# Study text
━━━━━━━━━━━━━━━━
Believe in possibilities. It has been said that misery loves company and also that like attracts like and birds of a feather...you get my point. Words and actions are important, but they are not the attractive force--like feelings attract like feelings. Thus do actions and use words that produce good feelings.
The Law of Inertia
An object in motion tends to stay in motion and an object at rest tends to stay at rest, unless the object is acted upon by an outside force.
Positivism is infectious, it grows and spreads in its own presence and will continue to do so unless acted upon by an external force. The same is true of negativism. Negative thoughts breed negative feelings, beliefs, actions etc. What can you do as protection against external forces?
Participate in life without being a sponge for the world's problems. Helping others is not the same as solving or fixing the problems that are not your own. Learn to be a facilitator--one who helps create conditions which guide others toward blissful choices. Empower others to solve their own problems, accepting when they choose to continue living with their problems.
Detachment in partnership with conscious awareness and intentions stabilizes your chosen outlook and thus enables you to control your life experiences and perceptions without external factors, such as the emotions of others, dislodging your joy.
The study and theory of Depressive Realism has provided evidence showing that those who are depressed may have a more realistic and unbiased view of their abilities and can more accurately predict outcomes than those who are not depressed. In studies, their judgments have been shown to have greater accuracy than non-depressed individuals in situations that are outside of personal control, but studies also have shown that depressed individuals feel they have no control in situations where they do and in such circumstances their judgments are less accurate.
Whatever your attitude, it is likely to be self-fulfilling. An optimist and pessimist experiencing the same hurricane perceive the experience differently. Though it is not a guarantee, success is a result of failure. Those who succeed, often do not do so on the first attempt, nor the 2nd, 3rd 4th... For certain things, it takes a single success amidst multiple failures--a failure to win a jackpot lottery 100 times and a success once is generally acceptable. Practice yields improvement. But as a person improves so may the competition.
A depressed person may experience failure more often by failing to persevere; the true failure is in the refusal to try again. A depressed person may predict a personal failure and be accurate, whereas someone who is not depressed may predict success and fall short, but that person stands back up again and again, whereas the depressed person likely tried once and gave up. She may not experience success, along with a 90% failure rate. The idea of having a successful outcome is not for each attempt, but for some of the attempts. Fail and risk enthusiastically and rise again and again and again...
A positive mental attitude is self-serving; it is about how you feel, influencing others is a bonus, not the purpose. It will not fix your husband and solve your marital problems. Your attitude can encourage positivism in others, but there is no guarantee it will. If your spouse never comes home, it is not because you didn't smile enough. If he divorces you, it is not because you failed to forgive or you are not a joyful person. If a positive mental attitude were a cure for divorce, the divorce rate would be lower. Joyful people get divorced. They also allow their emotions; though joyful, they are not perpetually happy, they feel sad, hurt, angry, depressed... Those who value themselves and consciously choose joy, do so by validating all feelings.
A positive mental attitude accepts situational happiness. Sometimes a situation or environment may not be pleasant, but even amidst such conditions, you can choose joy. Do not allow a situation to create your personal happiness or mental attitude. It's okay to be unhappy with a situation. Learn to create and choose joy within yourself, where it should have been all the time.
━━━━━━━━━━━━━━━━
# Extracted data
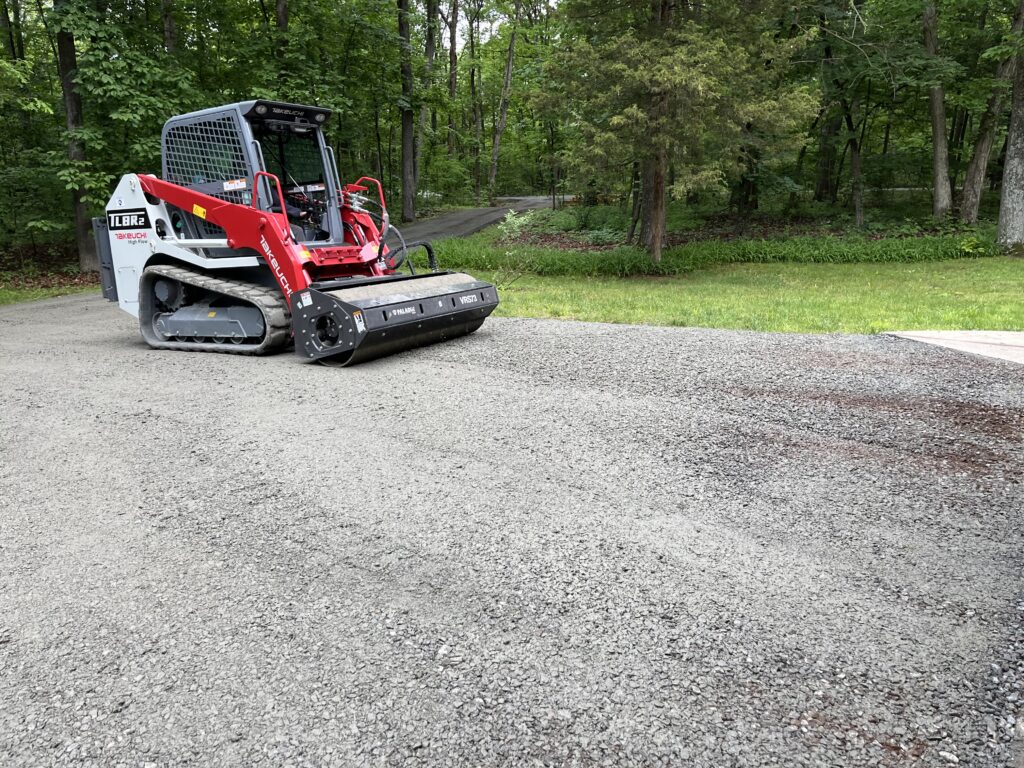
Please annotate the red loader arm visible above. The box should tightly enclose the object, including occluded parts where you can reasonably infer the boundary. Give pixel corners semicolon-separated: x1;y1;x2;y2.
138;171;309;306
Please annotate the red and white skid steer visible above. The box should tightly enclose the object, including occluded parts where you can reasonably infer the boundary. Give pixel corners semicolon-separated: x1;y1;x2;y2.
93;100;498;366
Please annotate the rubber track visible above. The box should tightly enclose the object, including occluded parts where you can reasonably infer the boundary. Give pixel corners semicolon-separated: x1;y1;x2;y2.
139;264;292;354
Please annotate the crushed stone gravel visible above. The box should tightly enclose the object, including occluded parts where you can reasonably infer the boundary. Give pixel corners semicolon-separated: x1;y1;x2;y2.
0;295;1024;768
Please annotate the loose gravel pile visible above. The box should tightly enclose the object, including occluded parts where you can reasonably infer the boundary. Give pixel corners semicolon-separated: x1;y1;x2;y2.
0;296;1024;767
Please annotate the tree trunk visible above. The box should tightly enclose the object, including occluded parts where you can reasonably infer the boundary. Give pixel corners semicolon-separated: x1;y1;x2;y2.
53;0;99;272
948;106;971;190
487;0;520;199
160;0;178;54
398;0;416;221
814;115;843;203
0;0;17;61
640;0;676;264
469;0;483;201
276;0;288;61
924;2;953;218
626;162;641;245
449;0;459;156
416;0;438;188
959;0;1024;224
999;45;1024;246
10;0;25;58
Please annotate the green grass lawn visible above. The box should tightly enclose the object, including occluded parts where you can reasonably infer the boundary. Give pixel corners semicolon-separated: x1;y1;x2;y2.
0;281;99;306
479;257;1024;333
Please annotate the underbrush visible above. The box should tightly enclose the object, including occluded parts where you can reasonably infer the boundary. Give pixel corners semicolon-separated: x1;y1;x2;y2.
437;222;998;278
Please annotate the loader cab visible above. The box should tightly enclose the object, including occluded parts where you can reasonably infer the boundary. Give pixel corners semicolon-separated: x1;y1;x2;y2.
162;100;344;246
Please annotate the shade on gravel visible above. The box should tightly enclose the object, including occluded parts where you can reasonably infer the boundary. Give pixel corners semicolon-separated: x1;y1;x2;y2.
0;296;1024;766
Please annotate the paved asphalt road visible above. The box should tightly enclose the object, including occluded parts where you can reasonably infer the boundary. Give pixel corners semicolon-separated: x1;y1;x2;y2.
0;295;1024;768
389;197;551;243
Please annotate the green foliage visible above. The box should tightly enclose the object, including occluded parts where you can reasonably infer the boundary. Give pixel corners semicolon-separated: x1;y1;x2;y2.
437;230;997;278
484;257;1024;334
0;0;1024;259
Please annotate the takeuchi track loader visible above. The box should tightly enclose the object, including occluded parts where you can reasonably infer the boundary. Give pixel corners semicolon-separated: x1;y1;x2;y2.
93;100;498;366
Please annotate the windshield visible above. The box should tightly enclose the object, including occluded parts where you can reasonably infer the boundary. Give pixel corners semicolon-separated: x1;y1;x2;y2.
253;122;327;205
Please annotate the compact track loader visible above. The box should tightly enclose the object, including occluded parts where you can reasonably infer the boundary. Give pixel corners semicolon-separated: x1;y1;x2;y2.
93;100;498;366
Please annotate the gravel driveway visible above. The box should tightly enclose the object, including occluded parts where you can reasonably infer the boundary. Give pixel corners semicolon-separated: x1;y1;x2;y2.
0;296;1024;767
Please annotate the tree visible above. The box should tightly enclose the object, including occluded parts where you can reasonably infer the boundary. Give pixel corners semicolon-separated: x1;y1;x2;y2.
━━━━━━━━━━━━━━━━
# Problem statement
For each statement below, state whether it agrees with the text on positive mental attitude, answering yes or no and quoting the deciding words of the text. 1. Words and actions are the attractive force. 2. Depressed individuals have been shown to judge more accurately than non-depressed individuals in situations outside of personal control. 3. A positive mental attitude will fix a husband and solve marital problems. The records bear no relation to the text on positive mental attitude.

# Solution for this problem
1. No: "Words and actions are important, but they are not the attractive force--like feelings attract like feelings."
2. Yes: "In studies, their judgments have been shown to have greater accuracy than non-depressed individuals in situations that are outside of personal control"
3. No: "It will not fix your husband and solve your marital problems."